» ARTICLE

────────────────────

Dans l’État du Mississippi, durant la Grande Dépression, trois prisonniers s’échappent de prison. À leur tête, le gentil et beau-parleur Ulysses est entouré du simple d’esprit et optimiste Delmar et du râleur et sanguin Pete. Ulysses a convaincu ses compagnons auxquels il était enchaîné de s’évader pour retrouver le magot d’un braquage de banque s’élevant à un million deux cent mille dollars. Ils se lancent alors dans un long périple à travers l’État du Mississippi, traqués par le shérif Cooley.
Attention, ce message ne peux s’écouter qu’en musique. 1,2,3…
O’Brother, where art Thou est le titre du film que voudrait réalisé John L. Sullivan. Habitué à faire des comédie, il voit dans ce projet l’occasion de créer une grande histoire social qui raconterait la vie d’un homme ordinaire, une grande œuvre réaliste qui parlerait des problèmes des gens. Pour convaincre son patron qui estime qu’il n’a aucune expérience de la vie réelle, Sullivan décide alors de partir sur les routes sans un sou et en se faisant passer pour un clochard. A la fin de son odyssée, Sullivan aura appris que ses comédies qu’il méprisait sont des œuvres primordiales qui aident et donne espoir aux gens.

────────────────────

» ENTRÉES
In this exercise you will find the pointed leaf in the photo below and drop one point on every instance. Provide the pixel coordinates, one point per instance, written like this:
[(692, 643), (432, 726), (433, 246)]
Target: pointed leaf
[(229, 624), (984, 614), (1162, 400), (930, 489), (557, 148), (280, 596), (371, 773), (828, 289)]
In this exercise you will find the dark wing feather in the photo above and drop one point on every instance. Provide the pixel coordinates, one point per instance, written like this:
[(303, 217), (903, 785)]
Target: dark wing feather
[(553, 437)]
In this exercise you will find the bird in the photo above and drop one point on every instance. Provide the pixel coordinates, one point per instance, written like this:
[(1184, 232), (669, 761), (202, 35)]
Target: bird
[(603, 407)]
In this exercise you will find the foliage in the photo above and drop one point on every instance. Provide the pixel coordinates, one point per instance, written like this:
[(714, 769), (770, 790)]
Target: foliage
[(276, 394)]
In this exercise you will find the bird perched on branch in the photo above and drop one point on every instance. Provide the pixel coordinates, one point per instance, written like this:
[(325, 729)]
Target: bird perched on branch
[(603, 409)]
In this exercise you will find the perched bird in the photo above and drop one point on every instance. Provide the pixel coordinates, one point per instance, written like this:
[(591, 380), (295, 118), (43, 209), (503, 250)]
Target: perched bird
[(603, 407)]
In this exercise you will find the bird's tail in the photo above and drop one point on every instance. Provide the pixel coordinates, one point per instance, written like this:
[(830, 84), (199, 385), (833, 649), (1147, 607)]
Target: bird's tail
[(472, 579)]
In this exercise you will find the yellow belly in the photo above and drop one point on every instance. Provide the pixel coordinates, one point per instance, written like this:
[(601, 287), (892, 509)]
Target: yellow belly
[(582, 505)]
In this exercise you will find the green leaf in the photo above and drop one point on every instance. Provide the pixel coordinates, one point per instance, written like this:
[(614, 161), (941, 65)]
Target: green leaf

────────────────────

» À FAIRE
• A. Citez les prisonniers évadés dont l'article sur O'Brother donne le nom.
• B. D'après l'article sur O'Brother, à combien s'élève le magot du braquage de banque ?
• C. Poursuivez l'article sur O'Brother à la suite de sa dernière phrase.
Inutile de consulter les entrées.

» RÉPONSES PAR CONSIGNE
• A. Ulysses, Delmar, Pete

• B. Il s'élève à un million deux cent mille dollars.

• C.
En donnant le titre de l’histoire fictive du film de Preston Sturges, Les Voyages de Sullivan, à leur dernier film, Joel et Ethan Coen rendent un hommage appuyé* au réalisateur qui ouvrit son film par cette dédicace : " To the memory of those who made us laugh : the motley mountebanks, the clowns, the buffoons, in all times and in all nations, whose efforts have lightened our burden a little, this picture is affectionately dedicated"*
La comédie est un genre noble et faire rire est essentiel pour les humains. Elle en dit tout autant sur la société et les individus qu’une œuvre dramatique. O’Brother est un film comique, un film drôle, un film sans une once de noirceur, un film qui donne du baume au cœur.
Mais O’Brother est aussi un film qui se déroule durant la Grande Dépression et qui conte l’évasion de trois pauvres hommes, de leur périple et leur rencontre avec d’autres pauvres individus. Et bien sur O’Brother est l’Odyssée d’Homère façon Coen. Le personnage principal (George « the man » Clooney dans sa première collaboration avec les frangins) s’appelle Ulysse et veut rejoindre son foyer et sa femme Penny (diminutif de Pénélope) et croisera sur sa route une multitude d’obstacle décalque des aventures du roi d’Ithaque (mon préféré, le cyclope John Goodman).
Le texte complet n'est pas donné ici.